▸ **Description of the task**
Could you return, exactly as written, only the lines from the one holding "metal guardrail, each" through the final line of the records below?

▸ **Data provided**
----------

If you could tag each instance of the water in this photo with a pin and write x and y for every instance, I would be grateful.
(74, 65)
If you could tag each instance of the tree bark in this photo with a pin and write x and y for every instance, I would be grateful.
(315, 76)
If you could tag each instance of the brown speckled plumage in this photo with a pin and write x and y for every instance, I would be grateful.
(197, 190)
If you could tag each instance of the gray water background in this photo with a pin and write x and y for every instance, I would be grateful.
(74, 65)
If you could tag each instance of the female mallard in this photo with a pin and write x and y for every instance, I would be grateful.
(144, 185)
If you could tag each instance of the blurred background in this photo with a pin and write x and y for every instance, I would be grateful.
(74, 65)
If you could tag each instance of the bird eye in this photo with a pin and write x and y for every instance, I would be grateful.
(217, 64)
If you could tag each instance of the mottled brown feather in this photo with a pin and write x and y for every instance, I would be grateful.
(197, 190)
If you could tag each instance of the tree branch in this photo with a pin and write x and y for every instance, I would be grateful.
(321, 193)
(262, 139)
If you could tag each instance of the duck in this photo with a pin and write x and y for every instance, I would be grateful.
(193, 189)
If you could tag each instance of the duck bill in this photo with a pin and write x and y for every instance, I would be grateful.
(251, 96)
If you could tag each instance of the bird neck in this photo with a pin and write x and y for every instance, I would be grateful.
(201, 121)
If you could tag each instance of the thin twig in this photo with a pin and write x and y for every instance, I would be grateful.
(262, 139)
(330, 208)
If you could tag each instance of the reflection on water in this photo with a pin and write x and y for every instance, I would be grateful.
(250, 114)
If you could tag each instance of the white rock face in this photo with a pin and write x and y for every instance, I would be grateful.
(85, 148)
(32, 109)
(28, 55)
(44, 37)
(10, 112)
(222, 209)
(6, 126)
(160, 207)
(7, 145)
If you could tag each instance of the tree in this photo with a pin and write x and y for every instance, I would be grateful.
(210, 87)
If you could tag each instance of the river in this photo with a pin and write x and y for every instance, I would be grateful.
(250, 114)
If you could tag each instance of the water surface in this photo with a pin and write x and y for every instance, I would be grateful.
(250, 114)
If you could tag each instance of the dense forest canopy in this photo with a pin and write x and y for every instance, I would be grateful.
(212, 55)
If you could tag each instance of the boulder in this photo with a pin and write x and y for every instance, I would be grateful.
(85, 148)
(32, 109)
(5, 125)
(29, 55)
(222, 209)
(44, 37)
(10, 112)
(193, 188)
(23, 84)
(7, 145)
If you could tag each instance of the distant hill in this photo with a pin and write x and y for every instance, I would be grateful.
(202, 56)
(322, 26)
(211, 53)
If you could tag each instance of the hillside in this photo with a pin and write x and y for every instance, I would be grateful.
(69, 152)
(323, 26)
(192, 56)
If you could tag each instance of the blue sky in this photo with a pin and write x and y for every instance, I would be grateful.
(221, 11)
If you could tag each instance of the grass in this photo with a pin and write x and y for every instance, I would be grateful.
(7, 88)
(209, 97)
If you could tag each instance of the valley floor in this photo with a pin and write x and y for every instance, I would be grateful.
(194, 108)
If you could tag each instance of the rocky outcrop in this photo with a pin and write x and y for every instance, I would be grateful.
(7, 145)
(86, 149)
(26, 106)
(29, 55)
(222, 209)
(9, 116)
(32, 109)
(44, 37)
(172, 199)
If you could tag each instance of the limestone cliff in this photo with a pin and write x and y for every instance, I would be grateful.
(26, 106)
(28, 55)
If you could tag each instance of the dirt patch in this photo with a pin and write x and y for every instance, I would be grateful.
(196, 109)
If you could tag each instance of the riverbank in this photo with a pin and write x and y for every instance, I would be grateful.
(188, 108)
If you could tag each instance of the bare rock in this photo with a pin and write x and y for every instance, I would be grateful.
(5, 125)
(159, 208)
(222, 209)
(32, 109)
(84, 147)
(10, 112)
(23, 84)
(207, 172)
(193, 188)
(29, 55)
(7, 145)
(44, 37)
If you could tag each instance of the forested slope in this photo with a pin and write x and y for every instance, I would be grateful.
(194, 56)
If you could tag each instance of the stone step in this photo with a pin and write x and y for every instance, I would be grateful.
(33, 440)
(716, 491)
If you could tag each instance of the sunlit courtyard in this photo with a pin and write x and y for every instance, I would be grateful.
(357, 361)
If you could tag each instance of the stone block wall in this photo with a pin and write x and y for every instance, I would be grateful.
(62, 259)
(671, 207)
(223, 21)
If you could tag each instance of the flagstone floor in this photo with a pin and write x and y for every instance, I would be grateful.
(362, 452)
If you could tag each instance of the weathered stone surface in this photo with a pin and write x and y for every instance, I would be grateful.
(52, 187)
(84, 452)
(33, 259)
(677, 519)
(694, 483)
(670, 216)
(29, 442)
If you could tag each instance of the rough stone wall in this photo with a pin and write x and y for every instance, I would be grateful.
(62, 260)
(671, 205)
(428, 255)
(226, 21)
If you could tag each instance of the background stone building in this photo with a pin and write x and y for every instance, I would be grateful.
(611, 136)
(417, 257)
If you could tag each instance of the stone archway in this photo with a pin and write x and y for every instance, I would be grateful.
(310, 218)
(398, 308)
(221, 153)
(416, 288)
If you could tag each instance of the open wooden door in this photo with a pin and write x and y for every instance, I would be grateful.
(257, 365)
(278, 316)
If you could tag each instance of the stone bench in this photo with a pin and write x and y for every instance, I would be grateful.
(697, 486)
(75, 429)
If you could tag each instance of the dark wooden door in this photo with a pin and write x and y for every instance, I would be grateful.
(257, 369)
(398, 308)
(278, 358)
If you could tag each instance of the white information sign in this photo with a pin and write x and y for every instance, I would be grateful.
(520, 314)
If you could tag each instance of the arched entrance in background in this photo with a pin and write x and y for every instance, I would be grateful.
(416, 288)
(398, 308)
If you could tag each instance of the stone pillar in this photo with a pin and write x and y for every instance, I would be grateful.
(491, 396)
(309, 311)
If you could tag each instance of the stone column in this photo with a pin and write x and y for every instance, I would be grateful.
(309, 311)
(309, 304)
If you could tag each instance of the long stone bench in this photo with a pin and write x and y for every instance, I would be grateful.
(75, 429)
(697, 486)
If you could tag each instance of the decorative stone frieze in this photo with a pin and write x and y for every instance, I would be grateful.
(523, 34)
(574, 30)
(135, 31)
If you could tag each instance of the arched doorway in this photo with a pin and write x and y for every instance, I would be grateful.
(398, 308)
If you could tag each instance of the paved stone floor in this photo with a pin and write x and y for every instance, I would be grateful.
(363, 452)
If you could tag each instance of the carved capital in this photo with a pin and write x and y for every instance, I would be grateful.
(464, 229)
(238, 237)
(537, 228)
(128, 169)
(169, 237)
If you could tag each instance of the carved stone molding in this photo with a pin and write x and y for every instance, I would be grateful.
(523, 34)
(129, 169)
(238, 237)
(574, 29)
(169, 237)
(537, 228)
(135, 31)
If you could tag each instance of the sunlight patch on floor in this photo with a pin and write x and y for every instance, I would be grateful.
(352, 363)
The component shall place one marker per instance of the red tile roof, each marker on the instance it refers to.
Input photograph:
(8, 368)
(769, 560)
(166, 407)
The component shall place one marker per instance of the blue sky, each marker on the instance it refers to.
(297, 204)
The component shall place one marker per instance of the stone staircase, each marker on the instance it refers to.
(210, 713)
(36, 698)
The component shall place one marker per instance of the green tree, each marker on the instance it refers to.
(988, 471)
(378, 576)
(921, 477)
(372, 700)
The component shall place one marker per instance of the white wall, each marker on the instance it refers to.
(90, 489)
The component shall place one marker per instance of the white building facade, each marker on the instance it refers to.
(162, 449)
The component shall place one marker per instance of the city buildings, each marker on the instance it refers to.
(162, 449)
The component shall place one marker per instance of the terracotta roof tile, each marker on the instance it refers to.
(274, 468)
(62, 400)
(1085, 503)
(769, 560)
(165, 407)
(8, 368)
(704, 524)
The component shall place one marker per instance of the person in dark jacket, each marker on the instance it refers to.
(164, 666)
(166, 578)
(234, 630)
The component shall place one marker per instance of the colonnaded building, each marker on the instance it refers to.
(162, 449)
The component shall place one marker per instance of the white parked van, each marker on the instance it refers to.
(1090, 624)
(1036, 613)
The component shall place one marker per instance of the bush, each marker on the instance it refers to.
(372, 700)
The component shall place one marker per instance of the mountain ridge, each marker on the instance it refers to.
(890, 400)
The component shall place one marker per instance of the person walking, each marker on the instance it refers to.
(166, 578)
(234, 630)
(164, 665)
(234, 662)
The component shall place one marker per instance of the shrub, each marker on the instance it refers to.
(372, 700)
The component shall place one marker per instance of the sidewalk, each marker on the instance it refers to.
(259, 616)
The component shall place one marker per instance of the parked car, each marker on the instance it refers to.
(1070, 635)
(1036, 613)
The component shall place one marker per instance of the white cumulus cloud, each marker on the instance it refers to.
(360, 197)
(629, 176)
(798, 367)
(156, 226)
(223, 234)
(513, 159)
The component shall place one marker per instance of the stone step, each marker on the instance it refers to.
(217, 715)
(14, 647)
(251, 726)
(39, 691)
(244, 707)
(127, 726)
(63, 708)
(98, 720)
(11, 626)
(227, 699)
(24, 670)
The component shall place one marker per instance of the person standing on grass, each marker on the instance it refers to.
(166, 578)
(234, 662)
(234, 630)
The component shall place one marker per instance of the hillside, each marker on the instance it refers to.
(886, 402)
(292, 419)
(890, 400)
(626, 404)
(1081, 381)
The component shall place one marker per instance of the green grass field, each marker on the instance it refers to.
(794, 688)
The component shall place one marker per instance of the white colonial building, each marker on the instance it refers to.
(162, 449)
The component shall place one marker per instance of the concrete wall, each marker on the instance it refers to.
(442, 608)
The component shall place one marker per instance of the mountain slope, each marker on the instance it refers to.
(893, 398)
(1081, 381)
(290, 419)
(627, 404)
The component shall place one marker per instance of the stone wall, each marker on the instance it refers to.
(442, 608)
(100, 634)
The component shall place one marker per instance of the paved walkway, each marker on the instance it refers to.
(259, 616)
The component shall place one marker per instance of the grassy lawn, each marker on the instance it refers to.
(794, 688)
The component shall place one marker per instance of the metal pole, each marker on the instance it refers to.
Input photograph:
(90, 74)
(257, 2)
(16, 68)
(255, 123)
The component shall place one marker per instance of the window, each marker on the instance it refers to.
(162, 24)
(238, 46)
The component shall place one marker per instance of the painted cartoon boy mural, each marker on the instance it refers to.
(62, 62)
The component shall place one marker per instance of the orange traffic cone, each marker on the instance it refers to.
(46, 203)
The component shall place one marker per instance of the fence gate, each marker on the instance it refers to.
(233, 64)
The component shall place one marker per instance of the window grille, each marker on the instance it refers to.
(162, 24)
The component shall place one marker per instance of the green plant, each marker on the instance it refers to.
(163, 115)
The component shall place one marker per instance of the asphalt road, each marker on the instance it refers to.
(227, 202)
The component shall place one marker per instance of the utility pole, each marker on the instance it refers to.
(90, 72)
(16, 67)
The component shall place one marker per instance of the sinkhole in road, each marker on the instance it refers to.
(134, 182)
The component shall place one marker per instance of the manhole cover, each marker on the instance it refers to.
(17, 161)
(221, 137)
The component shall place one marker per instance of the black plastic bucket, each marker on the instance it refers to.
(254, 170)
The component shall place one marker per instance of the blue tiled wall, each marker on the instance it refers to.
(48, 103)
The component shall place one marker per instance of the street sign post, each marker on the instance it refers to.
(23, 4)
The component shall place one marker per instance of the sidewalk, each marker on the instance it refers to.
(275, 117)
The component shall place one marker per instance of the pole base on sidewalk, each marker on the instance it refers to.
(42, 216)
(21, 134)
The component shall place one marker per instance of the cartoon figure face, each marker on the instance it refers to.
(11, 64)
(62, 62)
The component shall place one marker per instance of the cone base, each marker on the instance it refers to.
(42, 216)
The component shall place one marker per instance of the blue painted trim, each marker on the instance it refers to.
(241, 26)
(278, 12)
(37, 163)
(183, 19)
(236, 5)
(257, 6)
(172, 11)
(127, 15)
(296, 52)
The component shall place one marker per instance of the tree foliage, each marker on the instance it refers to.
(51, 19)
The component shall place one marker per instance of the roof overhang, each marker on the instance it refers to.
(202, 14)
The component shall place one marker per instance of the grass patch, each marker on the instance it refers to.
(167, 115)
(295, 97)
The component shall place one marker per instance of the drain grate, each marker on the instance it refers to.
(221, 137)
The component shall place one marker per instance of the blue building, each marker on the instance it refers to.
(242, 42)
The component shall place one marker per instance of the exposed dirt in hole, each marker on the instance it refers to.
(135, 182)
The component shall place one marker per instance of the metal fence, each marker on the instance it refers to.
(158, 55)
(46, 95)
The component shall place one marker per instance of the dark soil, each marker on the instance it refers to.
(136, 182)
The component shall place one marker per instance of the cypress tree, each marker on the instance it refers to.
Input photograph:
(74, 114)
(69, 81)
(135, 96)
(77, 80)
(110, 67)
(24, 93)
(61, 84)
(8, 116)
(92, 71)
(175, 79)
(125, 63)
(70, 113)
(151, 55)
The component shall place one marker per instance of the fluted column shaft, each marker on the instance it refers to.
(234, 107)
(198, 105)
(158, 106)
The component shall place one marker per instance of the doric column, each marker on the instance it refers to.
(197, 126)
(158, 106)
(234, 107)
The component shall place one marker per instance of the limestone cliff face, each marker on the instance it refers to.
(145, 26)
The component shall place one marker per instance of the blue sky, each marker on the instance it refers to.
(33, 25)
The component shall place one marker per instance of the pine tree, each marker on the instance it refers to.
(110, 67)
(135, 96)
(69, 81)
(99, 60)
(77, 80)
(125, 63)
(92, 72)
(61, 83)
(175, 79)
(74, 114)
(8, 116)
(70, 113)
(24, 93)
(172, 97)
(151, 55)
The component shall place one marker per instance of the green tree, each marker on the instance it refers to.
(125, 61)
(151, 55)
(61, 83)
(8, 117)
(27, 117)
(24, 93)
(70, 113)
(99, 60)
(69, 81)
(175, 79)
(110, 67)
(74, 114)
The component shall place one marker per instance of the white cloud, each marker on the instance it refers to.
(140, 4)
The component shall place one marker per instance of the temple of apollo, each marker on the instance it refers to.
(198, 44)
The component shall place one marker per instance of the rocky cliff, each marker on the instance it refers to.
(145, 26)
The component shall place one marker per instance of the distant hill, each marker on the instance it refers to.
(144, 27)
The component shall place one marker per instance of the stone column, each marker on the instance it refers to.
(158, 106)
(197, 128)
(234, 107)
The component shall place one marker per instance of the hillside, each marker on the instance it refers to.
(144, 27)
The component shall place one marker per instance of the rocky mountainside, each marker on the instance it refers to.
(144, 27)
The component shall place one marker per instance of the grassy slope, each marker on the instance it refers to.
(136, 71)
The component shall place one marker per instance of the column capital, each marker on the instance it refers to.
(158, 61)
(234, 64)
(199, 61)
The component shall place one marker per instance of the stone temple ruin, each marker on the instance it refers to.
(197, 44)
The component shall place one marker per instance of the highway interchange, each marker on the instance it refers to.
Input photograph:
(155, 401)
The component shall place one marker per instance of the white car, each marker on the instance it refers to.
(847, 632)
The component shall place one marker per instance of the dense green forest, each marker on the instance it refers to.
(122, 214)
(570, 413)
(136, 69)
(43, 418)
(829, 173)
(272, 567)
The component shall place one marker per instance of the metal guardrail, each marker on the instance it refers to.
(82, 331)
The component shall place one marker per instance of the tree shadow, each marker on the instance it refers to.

----------

▸ **Expected answer**
The component shall place one marker per instance of the metal guardrail, each marker on the instance it refers to.
(82, 331)
The component shall place one marker per instance of the tree shadow, each marker on the instance it refers to.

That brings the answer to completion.